• _Objective_
Give the records from the line with "Exercise. Point out the paved" up to and including the line with "(1055, 559)" as a Markdown table with the columns Number and Record line, one numbered row per line and blank lines left out.

• _Dataset_
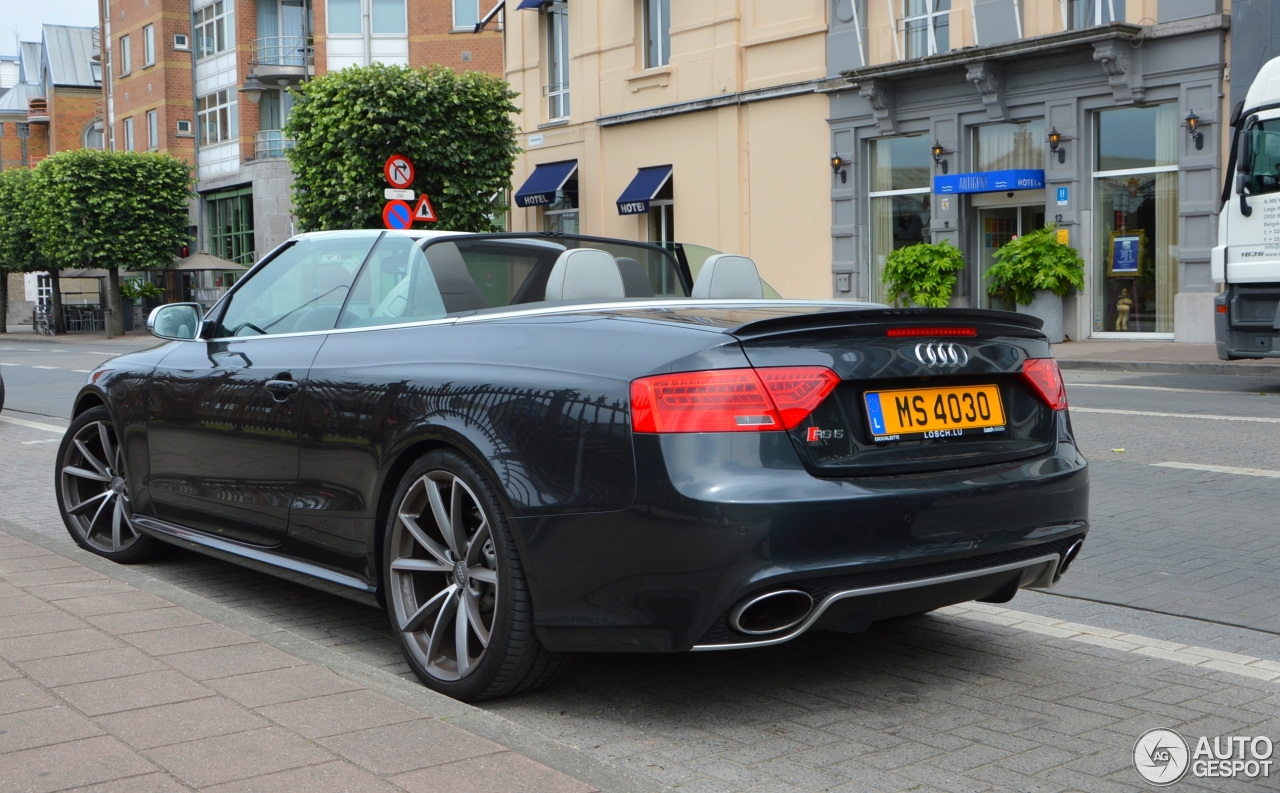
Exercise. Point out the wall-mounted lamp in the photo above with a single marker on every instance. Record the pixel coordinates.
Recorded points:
(837, 166)
(937, 155)
(1055, 145)
(1193, 128)
(252, 87)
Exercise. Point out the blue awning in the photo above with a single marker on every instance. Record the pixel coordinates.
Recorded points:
(991, 182)
(645, 184)
(539, 188)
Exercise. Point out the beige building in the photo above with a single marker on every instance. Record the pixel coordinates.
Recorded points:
(686, 120)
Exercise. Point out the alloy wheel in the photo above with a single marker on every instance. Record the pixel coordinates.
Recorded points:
(443, 576)
(95, 489)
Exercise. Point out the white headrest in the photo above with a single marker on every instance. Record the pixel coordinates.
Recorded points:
(727, 275)
(585, 274)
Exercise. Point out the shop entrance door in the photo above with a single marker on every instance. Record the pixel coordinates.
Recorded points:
(996, 227)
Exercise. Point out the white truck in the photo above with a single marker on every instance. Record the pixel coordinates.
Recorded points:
(1247, 259)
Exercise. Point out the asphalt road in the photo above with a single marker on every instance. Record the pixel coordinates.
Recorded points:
(1184, 508)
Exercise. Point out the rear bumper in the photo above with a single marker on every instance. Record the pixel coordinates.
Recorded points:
(720, 518)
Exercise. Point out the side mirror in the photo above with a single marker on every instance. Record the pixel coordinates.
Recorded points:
(176, 321)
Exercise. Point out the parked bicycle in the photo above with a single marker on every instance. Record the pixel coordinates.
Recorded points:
(44, 321)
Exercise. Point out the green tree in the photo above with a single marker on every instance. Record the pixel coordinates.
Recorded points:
(923, 273)
(97, 209)
(455, 127)
(18, 251)
(1032, 262)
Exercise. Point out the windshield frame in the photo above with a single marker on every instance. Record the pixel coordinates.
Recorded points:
(675, 257)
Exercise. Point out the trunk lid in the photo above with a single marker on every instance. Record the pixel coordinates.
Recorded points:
(933, 366)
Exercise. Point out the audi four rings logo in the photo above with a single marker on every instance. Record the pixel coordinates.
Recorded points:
(941, 353)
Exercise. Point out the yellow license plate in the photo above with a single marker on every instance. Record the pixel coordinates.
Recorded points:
(950, 412)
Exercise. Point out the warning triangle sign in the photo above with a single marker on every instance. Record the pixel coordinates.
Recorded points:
(423, 212)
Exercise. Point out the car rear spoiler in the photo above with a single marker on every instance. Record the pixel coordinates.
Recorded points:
(885, 316)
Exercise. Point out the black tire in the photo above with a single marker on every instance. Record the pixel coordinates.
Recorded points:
(513, 660)
(92, 491)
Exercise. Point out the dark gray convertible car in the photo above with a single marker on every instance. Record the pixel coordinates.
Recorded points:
(526, 445)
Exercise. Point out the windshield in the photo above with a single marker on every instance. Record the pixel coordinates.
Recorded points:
(490, 271)
(1262, 169)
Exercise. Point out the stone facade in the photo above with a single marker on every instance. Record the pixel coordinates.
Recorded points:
(1063, 78)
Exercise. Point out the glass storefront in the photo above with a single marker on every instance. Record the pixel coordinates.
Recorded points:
(900, 201)
(1136, 211)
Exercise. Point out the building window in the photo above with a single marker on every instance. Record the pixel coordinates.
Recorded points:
(662, 215)
(900, 207)
(1088, 13)
(231, 225)
(215, 117)
(389, 17)
(94, 137)
(557, 60)
(561, 215)
(343, 17)
(215, 28)
(926, 27)
(657, 33)
(1136, 209)
(1009, 146)
(466, 14)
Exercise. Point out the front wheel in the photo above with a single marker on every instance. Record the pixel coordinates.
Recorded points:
(92, 489)
(456, 591)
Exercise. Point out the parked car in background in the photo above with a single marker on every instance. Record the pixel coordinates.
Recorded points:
(525, 445)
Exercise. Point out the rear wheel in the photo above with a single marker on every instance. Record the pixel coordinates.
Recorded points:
(456, 591)
(94, 491)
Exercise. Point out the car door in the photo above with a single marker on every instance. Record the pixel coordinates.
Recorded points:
(223, 413)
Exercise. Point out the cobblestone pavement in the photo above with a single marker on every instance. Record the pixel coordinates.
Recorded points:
(967, 698)
(108, 686)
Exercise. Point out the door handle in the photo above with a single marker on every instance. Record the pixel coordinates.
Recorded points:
(282, 388)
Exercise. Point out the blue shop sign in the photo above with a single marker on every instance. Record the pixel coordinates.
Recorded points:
(991, 182)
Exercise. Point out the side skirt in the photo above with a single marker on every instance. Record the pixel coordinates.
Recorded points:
(261, 560)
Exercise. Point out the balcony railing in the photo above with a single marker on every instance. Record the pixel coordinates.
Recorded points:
(269, 143)
(37, 110)
(282, 51)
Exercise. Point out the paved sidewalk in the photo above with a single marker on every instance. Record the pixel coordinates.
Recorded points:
(1168, 357)
(106, 687)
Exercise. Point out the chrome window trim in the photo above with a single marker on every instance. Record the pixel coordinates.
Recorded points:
(553, 310)
(1055, 559)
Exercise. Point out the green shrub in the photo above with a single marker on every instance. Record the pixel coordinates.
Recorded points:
(924, 273)
(136, 289)
(1032, 262)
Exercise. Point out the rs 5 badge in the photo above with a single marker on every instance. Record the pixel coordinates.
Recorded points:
(818, 435)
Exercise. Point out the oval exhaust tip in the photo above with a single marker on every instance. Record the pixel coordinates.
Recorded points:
(1069, 557)
(771, 613)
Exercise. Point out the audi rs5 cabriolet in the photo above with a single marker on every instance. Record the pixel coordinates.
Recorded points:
(526, 445)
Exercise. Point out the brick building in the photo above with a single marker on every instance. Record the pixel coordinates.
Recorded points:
(54, 105)
(179, 70)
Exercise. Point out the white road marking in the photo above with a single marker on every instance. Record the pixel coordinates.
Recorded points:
(1205, 658)
(1157, 388)
(1221, 470)
(1208, 416)
(33, 425)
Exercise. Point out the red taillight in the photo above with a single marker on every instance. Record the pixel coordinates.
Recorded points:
(1043, 375)
(932, 331)
(730, 400)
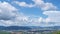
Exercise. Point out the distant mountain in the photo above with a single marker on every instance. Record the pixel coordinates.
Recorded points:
(29, 28)
(14, 28)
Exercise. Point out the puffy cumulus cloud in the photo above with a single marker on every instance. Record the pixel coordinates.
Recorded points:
(24, 4)
(44, 6)
(53, 17)
(10, 16)
(39, 3)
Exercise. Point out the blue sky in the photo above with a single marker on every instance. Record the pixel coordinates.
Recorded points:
(29, 13)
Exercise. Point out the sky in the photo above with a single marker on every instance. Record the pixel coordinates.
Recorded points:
(30, 13)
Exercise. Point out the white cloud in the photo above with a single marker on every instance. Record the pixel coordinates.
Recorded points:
(24, 4)
(39, 3)
(53, 16)
(44, 6)
(10, 16)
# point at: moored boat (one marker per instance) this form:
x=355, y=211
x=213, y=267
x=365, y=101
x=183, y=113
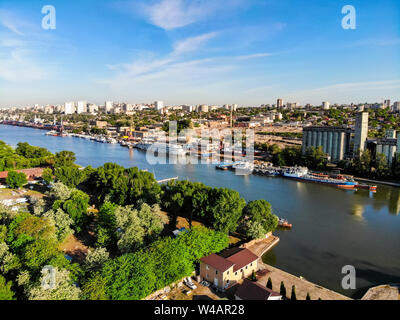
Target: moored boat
x=284, y=224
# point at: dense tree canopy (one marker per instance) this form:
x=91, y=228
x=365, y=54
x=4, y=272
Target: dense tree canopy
x=16, y=179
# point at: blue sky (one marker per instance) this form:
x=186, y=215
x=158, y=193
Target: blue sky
x=248, y=52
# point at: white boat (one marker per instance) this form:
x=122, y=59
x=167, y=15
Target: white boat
x=296, y=172
x=243, y=168
x=112, y=141
x=168, y=149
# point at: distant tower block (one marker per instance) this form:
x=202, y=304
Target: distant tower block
x=361, y=132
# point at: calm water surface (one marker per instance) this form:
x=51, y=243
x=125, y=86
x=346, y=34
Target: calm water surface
x=332, y=227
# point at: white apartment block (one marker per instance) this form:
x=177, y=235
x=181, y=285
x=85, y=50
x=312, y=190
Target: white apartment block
x=69, y=108
x=82, y=107
x=159, y=105
x=109, y=105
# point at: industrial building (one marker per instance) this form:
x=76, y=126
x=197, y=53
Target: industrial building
x=338, y=142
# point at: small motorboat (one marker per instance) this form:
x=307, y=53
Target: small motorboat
x=284, y=224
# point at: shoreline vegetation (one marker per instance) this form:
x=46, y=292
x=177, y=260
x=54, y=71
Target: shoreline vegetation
x=132, y=252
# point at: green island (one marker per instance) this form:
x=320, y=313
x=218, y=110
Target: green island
x=117, y=221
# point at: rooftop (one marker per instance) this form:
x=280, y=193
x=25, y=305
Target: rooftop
x=242, y=259
x=217, y=262
x=254, y=291
x=238, y=260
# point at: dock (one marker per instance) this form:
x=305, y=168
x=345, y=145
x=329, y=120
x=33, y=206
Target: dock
x=302, y=285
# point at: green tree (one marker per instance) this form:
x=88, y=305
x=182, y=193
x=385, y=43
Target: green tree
x=381, y=164
x=260, y=211
x=293, y=295
x=283, y=290
x=16, y=179
x=227, y=209
x=254, y=230
x=76, y=206
x=95, y=288
x=71, y=176
x=5, y=290
x=47, y=175
x=65, y=159
x=269, y=283
x=64, y=288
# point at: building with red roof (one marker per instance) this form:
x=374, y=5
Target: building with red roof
x=31, y=174
x=224, y=272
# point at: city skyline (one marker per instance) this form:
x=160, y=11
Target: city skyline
x=180, y=52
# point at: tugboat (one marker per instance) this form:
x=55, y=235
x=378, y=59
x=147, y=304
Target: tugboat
x=243, y=168
x=284, y=224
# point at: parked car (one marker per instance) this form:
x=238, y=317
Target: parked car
x=190, y=284
x=187, y=292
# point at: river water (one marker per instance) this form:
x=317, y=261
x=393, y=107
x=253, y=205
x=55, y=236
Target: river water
x=332, y=228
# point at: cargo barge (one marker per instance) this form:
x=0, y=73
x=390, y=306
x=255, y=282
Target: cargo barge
x=302, y=174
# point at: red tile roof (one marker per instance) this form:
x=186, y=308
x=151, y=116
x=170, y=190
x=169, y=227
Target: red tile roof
x=217, y=262
x=242, y=259
x=254, y=291
x=30, y=173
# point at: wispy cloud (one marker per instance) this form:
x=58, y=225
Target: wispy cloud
x=369, y=90
x=21, y=46
x=254, y=56
x=11, y=22
x=193, y=43
x=172, y=14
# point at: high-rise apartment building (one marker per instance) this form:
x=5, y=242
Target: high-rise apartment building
x=361, y=132
x=109, y=106
x=69, y=108
x=81, y=107
x=279, y=103
x=159, y=105
x=396, y=106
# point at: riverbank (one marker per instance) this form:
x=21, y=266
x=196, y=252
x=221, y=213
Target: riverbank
x=303, y=287
x=331, y=227
x=386, y=183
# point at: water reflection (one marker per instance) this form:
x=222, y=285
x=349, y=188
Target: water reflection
x=358, y=210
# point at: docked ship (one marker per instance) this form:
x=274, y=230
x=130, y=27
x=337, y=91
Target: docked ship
x=167, y=149
x=302, y=174
x=243, y=168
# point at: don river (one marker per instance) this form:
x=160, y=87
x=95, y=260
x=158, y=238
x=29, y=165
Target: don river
x=332, y=228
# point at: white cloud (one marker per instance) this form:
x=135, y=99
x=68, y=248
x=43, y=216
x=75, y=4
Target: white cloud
x=346, y=92
x=193, y=43
x=20, y=67
x=11, y=22
x=254, y=56
x=172, y=14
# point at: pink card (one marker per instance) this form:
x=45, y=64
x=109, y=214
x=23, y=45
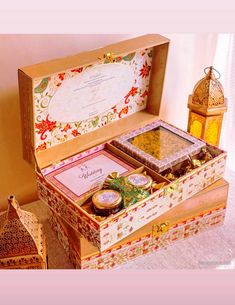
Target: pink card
x=87, y=174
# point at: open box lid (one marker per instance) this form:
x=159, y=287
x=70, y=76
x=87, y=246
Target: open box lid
x=74, y=103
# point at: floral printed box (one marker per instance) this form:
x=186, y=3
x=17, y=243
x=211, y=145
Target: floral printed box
x=72, y=106
x=203, y=211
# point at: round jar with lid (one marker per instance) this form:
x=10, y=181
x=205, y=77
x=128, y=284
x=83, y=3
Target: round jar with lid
x=107, y=202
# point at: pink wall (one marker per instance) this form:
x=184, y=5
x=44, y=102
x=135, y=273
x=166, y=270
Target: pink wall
x=16, y=176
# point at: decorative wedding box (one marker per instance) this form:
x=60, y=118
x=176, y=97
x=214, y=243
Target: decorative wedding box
x=72, y=109
x=203, y=211
x=22, y=242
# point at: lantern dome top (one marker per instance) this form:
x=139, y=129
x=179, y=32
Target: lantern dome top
x=208, y=92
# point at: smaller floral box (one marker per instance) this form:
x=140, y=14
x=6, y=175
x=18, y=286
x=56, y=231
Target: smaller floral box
x=202, y=212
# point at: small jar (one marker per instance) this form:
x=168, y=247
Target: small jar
x=107, y=202
x=140, y=180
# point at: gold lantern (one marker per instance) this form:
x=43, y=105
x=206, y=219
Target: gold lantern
x=206, y=108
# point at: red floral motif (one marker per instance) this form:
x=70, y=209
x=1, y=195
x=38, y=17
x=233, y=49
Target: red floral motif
x=75, y=133
x=61, y=76
x=144, y=72
x=66, y=128
x=44, y=126
x=41, y=147
x=123, y=111
x=78, y=70
x=132, y=92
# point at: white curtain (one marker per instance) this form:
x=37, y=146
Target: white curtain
x=224, y=61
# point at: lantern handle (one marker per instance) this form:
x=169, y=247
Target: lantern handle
x=212, y=68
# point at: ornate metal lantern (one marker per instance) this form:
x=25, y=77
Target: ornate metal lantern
x=206, y=108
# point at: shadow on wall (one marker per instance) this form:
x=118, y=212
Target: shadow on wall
x=16, y=175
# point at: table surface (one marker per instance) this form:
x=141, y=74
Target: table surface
x=213, y=249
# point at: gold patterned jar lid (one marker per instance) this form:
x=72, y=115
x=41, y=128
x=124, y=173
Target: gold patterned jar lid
x=140, y=180
x=106, y=199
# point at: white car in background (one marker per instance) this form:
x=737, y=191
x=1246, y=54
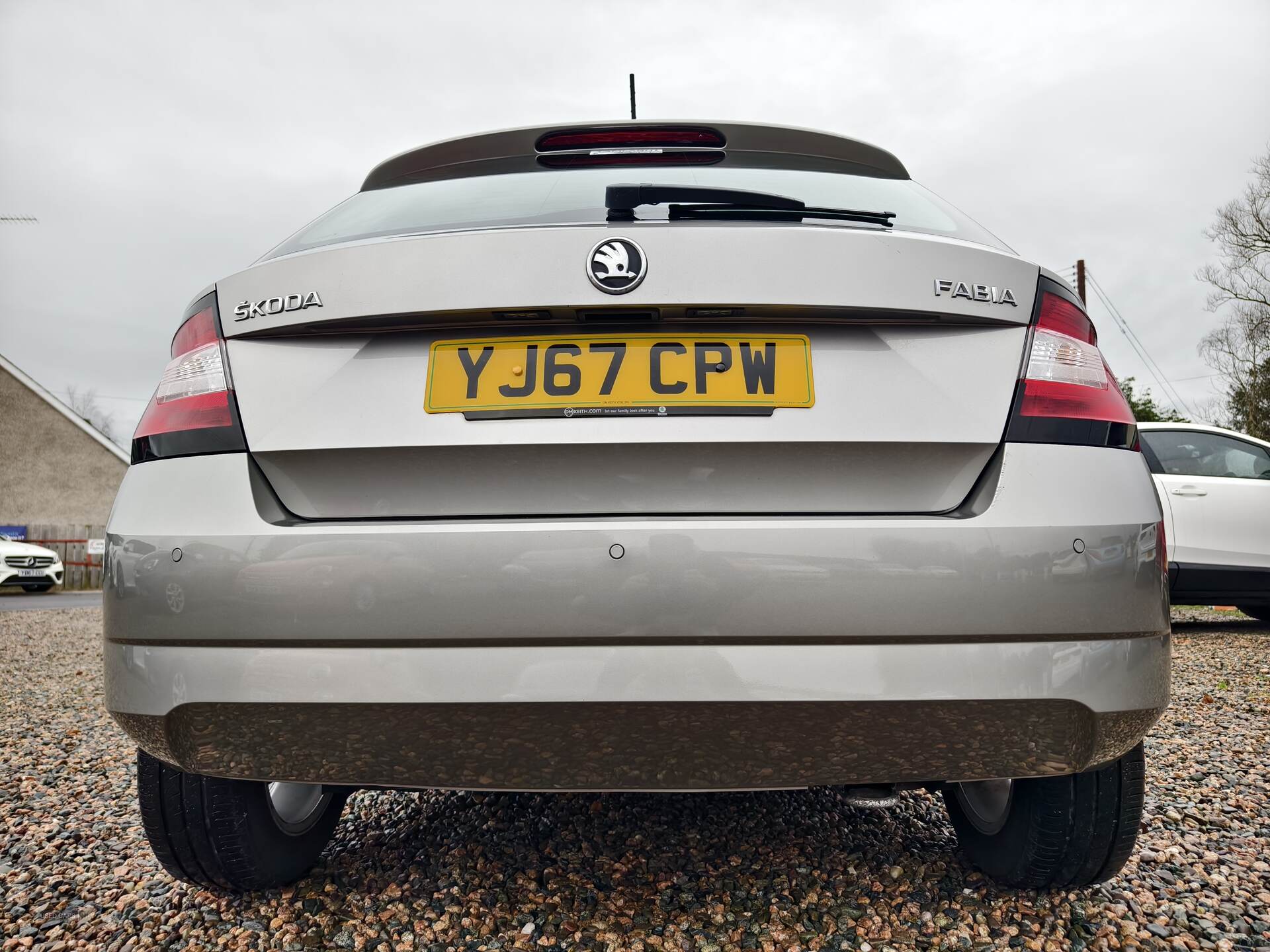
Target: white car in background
x=1214, y=488
x=34, y=568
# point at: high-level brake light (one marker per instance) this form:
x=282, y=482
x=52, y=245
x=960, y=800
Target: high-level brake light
x=666, y=145
x=668, y=138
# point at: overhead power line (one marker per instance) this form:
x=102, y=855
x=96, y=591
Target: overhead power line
x=1138, y=347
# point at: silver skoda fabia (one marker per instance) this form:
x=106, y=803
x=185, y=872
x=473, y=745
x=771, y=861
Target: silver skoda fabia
x=638, y=456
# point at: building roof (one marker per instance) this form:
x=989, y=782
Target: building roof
x=22, y=377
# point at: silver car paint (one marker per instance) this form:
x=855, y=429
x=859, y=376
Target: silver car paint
x=916, y=630
x=911, y=413
x=1010, y=571
x=689, y=264
x=1021, y=633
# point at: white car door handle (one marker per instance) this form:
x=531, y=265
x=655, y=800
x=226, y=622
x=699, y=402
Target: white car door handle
x=1191, y=492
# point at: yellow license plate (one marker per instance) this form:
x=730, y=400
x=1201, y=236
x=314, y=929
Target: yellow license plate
x=662, y=374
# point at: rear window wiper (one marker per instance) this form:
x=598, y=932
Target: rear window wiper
x=726, y=204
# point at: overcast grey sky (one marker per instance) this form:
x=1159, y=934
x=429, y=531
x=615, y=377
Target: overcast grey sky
x=165, y=145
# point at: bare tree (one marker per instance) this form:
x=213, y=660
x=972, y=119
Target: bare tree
x=1240, y=348
x=85, y=407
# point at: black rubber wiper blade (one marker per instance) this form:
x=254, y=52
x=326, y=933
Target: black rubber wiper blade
x=704, y=202
x=737, y=212
x=629, y=197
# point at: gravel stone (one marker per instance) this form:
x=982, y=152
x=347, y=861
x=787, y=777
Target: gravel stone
x=798, y=870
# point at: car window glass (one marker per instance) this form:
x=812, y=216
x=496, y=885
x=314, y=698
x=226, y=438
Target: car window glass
x=577, y=197
x=1188, y=454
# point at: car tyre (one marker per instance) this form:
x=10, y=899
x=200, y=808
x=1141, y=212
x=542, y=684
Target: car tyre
x=1052, y=832
x=229, y=834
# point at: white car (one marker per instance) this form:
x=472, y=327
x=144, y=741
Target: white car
x=1214, y=488
x=34, y=568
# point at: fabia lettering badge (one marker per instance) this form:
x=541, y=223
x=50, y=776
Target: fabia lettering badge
x=988, y=294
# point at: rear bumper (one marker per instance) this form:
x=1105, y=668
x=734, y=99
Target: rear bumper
x=640, y=717
x=714, y=654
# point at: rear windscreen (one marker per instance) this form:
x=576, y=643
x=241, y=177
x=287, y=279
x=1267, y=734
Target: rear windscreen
x=577, y=197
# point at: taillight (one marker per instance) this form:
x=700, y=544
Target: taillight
x=193, y=411
x=624, y=145
x=1067, y=393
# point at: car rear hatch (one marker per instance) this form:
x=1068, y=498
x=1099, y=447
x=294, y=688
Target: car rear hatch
x=443, y=344
x=910, y=391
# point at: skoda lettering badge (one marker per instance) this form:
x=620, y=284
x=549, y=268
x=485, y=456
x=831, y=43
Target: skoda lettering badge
x=616, y=266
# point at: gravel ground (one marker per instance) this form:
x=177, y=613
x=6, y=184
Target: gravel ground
x=693, y=873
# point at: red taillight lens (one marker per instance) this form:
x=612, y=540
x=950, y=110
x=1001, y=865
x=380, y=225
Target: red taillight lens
x=1058, y=314
x=1067, y=380
x=197, y=332
x=626, y=139
x=193, y=395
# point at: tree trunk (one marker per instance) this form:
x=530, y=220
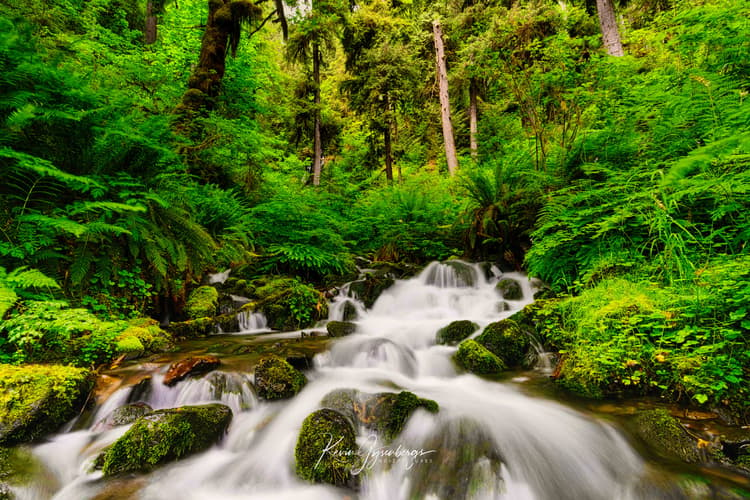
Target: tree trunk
x=150, y=23
x=387, y=142
x=222, y=31
x=317, y=146
x=473, y=127
x=445, y=106
x=610, y=31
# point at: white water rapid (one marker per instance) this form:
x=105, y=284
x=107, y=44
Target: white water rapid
x=489, y=440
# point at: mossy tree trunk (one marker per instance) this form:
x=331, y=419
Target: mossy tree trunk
x=317, y=146
x=610, y=31
x=225, y=18
x=445, y=106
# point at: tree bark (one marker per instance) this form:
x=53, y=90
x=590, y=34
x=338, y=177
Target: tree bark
x=473, y=126
x=150, y=23
x=387, y=143
x=445, y=106
x=317, y=146
x=610, y=31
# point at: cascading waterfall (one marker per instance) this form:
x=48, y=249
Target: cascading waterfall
x=489, y=440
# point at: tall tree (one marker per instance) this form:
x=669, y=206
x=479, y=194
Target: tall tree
x=314, y=35
x=382, y=70
x=445, y=105
x=610, y=31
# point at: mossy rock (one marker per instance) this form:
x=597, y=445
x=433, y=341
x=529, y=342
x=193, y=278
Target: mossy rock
x=664, y=435
x=166, y=435
x=466, y=275
x=190, y=367
x=506, y=340
x=510, y=289
x=340, y=328
x=395, y=410
x=17, y=467
x=327, y=450
x=476, y=358
x=148, y=332
x=455, y=332
x=454, y=470
x=37, y=399
x=369, y=289
x=192, y=329
x=384, y=412
x=203, y=302
x=131, y=347
x=350, y=311
x=277, y=379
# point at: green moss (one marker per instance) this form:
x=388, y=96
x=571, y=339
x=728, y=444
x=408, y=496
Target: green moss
x=277, y=379
x=129, y=345
x=510, y=289
x=201, y=327
x=403, y=405
x=38, y=399
x=664, y=434
x=147, y=330
x=340, y=328
x=506, y=340
x=455, y=332
x=327, y=450
x=166, y=435
x=17, y=466
x=475, y=358
x=202, y=302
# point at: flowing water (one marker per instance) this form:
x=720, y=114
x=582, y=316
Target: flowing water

• _Finished answer_
| Number | Record line |
|---|---|
| 1 | Exercise. Point out the paved sidewalk in the photo above with a single marker on every instance. Record the pixel coordinates. |
| 2 | Recorded points: |
| 3 | (1168, 357) |
| 4 | (106, 687) |
| 5 | Exercise. Point out the chrome window trim in the photo above with a single marker on every instance. Record the pixel coordinates. |
| 6 | Recorded points: |
| 7 | (553, 310) |
| 8 | (1055, 559) |